Point labeling material:
##########
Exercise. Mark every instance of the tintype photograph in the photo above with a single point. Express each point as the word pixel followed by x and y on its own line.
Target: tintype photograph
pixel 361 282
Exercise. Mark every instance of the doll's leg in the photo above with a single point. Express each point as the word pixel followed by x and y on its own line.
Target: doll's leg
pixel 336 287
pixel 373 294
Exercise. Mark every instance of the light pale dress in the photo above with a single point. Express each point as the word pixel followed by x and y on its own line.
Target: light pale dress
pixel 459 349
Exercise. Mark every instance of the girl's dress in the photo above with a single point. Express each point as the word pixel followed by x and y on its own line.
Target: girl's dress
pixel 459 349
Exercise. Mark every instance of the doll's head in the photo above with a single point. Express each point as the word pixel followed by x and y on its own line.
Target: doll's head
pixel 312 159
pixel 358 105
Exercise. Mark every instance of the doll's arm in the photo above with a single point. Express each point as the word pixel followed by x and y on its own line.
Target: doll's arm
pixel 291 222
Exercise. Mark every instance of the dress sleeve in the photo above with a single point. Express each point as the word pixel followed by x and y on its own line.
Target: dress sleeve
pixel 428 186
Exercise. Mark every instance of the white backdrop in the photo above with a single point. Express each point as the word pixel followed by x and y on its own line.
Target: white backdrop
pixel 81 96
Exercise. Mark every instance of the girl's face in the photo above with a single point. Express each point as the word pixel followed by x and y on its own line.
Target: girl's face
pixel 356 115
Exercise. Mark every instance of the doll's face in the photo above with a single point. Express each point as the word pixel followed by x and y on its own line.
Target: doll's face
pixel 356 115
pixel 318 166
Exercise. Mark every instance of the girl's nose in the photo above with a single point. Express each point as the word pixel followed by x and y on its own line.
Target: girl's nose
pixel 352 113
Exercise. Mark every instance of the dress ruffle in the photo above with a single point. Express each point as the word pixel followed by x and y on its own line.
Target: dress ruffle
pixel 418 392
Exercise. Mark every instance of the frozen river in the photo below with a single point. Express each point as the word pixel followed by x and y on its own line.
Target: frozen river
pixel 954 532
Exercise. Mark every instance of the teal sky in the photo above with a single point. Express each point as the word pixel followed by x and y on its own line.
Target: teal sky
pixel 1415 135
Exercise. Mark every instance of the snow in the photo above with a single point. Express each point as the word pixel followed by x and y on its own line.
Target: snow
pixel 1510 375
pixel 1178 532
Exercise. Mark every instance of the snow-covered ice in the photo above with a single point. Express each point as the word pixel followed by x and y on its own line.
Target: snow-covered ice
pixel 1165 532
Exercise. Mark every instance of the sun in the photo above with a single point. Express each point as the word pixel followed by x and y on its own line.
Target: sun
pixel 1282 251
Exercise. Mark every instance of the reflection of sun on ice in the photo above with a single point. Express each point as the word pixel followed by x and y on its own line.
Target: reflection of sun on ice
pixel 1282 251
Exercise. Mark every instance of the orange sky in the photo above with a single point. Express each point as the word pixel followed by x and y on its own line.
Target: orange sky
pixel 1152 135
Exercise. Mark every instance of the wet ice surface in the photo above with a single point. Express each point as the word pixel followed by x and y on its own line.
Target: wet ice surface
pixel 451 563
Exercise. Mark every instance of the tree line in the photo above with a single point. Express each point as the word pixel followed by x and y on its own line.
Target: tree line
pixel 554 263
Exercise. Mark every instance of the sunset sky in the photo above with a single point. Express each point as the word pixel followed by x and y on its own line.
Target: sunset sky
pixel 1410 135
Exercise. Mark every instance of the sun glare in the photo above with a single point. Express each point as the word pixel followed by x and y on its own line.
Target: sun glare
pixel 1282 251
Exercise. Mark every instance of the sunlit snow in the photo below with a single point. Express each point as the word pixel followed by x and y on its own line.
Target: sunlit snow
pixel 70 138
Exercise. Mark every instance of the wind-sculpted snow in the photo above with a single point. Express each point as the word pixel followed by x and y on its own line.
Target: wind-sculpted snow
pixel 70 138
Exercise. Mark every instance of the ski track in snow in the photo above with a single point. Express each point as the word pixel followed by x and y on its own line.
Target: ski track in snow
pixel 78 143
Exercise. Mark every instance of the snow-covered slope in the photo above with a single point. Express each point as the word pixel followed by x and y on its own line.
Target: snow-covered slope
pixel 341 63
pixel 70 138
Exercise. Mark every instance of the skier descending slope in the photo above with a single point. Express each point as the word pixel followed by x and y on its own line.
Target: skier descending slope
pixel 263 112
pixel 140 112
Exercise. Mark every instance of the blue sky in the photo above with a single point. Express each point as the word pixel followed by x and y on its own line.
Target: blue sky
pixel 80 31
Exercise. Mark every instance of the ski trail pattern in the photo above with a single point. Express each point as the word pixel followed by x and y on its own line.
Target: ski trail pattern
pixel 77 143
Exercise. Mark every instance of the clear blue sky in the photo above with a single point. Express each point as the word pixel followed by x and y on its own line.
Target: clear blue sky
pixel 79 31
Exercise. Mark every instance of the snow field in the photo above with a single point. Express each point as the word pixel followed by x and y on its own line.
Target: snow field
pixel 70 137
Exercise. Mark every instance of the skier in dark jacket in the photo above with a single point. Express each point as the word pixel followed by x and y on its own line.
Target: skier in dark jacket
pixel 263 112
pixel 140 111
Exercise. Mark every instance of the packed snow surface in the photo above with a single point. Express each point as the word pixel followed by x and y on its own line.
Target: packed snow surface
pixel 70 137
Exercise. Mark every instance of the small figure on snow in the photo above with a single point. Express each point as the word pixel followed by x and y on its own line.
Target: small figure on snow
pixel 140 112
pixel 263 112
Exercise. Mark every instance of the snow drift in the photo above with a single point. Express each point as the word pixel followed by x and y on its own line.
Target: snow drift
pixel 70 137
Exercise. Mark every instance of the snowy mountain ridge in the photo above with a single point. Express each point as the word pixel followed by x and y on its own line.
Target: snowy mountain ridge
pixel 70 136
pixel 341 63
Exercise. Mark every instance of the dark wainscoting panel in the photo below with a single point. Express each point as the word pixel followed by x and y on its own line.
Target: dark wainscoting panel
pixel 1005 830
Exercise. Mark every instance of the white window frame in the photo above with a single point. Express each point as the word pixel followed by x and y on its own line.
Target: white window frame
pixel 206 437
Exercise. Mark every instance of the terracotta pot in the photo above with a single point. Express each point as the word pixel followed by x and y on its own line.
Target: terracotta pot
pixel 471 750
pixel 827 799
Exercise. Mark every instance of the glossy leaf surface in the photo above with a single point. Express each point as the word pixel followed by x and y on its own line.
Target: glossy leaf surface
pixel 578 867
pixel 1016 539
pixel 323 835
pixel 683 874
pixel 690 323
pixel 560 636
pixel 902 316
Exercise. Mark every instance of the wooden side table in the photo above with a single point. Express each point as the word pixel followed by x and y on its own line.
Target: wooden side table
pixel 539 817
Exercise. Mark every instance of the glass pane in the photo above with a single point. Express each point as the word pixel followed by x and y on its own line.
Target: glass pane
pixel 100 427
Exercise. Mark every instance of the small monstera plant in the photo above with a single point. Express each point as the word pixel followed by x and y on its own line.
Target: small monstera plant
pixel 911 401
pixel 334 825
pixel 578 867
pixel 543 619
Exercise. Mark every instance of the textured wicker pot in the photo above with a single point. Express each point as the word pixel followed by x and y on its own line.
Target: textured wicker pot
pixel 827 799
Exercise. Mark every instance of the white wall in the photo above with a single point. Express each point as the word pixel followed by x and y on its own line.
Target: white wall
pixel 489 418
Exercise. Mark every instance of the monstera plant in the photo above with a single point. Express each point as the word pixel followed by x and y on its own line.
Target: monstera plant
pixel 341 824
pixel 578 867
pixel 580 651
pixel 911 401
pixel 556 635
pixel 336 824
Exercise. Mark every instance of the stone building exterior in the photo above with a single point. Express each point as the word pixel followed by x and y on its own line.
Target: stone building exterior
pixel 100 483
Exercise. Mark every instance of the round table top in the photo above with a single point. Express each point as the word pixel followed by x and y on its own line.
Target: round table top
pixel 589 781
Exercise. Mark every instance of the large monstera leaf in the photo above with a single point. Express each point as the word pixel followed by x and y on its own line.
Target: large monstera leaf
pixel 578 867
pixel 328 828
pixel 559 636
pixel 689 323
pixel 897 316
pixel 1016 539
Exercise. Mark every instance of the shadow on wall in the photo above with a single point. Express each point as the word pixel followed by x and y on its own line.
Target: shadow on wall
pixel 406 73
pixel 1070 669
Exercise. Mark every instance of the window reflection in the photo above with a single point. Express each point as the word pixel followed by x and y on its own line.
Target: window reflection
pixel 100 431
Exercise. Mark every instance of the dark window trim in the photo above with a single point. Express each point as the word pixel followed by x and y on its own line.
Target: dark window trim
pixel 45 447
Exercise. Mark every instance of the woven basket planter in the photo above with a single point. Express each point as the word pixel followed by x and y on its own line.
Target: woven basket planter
##########
To do: Can you give the material again from the line containing "Exercise. Mark every instance of the dark window" through its end, replacing "woven" with "wicker" and leaving everything else unchanged?

Final answer:
Exercise. Mark every instance of the dark window trim in the photo above with a single point. Express each point as the word pixel followed by x and y on its own line.
Target: dark window trim
pixel 45 447
Exercise. Mark every instance of the wicker basket planter in the photo above with a single point. Express each point as the word pixel followed by x and y on its own line.
Target: wicker basket planter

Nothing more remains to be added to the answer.